+++ RECORDS SUPPLIED
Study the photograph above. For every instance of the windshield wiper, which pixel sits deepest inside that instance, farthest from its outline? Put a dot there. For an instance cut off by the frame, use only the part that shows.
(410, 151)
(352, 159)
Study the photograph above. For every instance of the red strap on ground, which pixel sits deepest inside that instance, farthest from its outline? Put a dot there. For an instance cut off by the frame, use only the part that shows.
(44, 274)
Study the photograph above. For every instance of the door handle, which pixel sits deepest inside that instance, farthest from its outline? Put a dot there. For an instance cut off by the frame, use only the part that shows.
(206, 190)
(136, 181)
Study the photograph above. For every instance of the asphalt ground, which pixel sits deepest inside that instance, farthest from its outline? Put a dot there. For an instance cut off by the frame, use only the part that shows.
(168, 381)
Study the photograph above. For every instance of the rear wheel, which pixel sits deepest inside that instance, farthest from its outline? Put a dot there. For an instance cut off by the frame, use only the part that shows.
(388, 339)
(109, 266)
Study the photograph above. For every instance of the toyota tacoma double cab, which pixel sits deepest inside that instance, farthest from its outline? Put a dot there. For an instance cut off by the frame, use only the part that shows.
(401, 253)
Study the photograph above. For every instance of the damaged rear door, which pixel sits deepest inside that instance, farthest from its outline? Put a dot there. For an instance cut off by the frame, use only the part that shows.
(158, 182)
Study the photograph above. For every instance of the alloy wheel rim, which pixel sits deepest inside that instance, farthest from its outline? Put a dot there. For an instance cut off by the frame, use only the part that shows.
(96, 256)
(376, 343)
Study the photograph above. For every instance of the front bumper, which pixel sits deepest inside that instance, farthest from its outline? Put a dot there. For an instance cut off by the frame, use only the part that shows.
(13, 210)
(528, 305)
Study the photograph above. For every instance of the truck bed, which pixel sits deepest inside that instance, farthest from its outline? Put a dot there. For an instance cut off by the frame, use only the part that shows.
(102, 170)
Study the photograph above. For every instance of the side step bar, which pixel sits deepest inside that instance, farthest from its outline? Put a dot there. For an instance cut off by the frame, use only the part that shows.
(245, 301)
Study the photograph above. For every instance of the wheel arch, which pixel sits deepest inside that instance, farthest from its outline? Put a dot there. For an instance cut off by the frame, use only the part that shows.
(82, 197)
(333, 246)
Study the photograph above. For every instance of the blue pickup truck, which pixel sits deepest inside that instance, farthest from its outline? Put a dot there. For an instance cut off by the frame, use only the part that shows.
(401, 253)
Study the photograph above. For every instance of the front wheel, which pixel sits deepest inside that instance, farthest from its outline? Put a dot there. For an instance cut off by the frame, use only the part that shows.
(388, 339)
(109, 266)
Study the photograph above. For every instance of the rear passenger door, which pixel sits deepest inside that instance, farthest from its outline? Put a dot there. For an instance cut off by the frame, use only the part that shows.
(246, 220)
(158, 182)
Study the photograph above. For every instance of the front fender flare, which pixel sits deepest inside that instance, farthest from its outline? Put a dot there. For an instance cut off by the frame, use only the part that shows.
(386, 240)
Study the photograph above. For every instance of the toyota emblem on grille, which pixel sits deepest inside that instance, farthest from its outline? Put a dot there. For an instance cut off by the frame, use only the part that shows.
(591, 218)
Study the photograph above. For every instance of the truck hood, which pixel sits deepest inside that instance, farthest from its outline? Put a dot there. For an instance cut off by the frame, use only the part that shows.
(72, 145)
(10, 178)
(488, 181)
++++++
# [DESCRIPTION OF THE TASK]
An unaltered transcription of all the data above is needed.

# [WRITTEN ANSWER]
Study the photograph above. For every instance of the windshield wiper, which pixel sits deepest inside that instance, farthest from its outline? Put a dot there. For an instance cut off by the frame, use only the part that shows.
(410, 151)
(352, 159)
Study the photograph above. For every instance of the red strap on ground, which pixel sits deepest inside that instance, farthest from its outline? Put a dot there. For an instance cut off by the frame, use only the part that shows.
(44, 274)
Study the photograph above. For every instance of the door handle, which pixel sits deepest inside that instance, farthest from its outline? Put a dot there. For an instance cut off by the frame, use only the part that shows.
(206, 190)
(136, 181)
Study the photograph above. For every instance of the asphalt ground, which pixel sits deepest inside that instance, farthest from its outline? Put a dot there. For an instance cut off by the frame, use only the part that shows.
(168, 381)
Study the photograph above. For every instance of the rear wheel, which pixel sits deepest inside that instance, farthest from its outline? Put a dot there. For an instance cut off by the frame, use only the part that shows.
(388, 339)
(109, 266)
Study the photograph above. For every instance of the toyota tacoma double cab, which pixel sits deepest inside that instance, farthest from its outline? Put a dot there. For an instance cut off by the frame, use only the part that shows.
(401, 253)
Study the photograph above. For every instance of the damaged rear door, which pixel sits deepest inside that instance, farthest from its outline? Put a dot there. For an instance cut off by the frame, use only the part that shows.
(158, 182)
Study the photograph above. For every instance of the alloy wheel rim, which pixel sits deepest inside that instance, farthest from its outline? Put a dot there. For an instance cut off by the frame, use only the part that shows.
(96, 256)
(376, 343)
Study the photograph above. For every instance of the front bumper, which pixel sits deepest inside that instance, farthest from its outline? Put a dot there. For an instance cut off by the frame, use only the part that shows.
(13, 210)
(528, 305)
Study the photograph above. For every instance of the truck bed, which pixel sits deepest inside that instance, farthest from its outline? Put a dot there. For an instance cut off by the frame, use only the part that shows.
(102, 170)
Study the photograph above. For every instance of the side step bar, which pixel sits deepest inside that instance, farthest from its outline? Put a dot there. For an instance cut off by the frame, use only the part that shows.
(245, 301)
Study the photograph above. For every instance of the wheel arch, which pixel sits deepest inside that instance, farthest from its outline? Put a dot there. For an instance cut off by the frame, use only the part that shows.
(82, 197)
(333, 246)
Study the photograph above. For every instance of the blue pickup truck, which pixel sits deepest inside that instance, farthest from its outline? Put a dot there. For an instance cut off by the frame, use only the part that shows.
(401, 253)
Study the photograph above. For every instance of the front wheel, which pixel sits deepest inside that instance, farthest from its outline? Put a dot there. For an instance cut off by the frame, use only the part that shows.
(388, 339)
(109, 266)
Study the photograph above. For every instance of the rear passenger door, which pixel sits deepest inside that instance, farthest from its outline? Put a dot there. For an instance cut off by the frame, use only the part that shows.
(246, 220)
(158, 182)
Study the photograph above. For every instance of the front fender flare, which pixel sits deepest inside that instance, farthest from its outline? Put a dot there. For an instance cut off by the frame, use only the part that shows.
(386, 240)
Study the photograph above. For every instance of the toyota emblem on grille, which pixel sits deepest inside that instance, farthest from its outline? Put a dot there. For an instance cut off by the frame, use only the part that shows.
(591, 218)
Study the photograph above. For every instance of the truck hood, which pixel sits deepest inside that instance, farthest from its outline? Put a dot there. For an instance cut off by the frame, use only the part that shows.
(72, 145)
(10, 178)
(488, 181)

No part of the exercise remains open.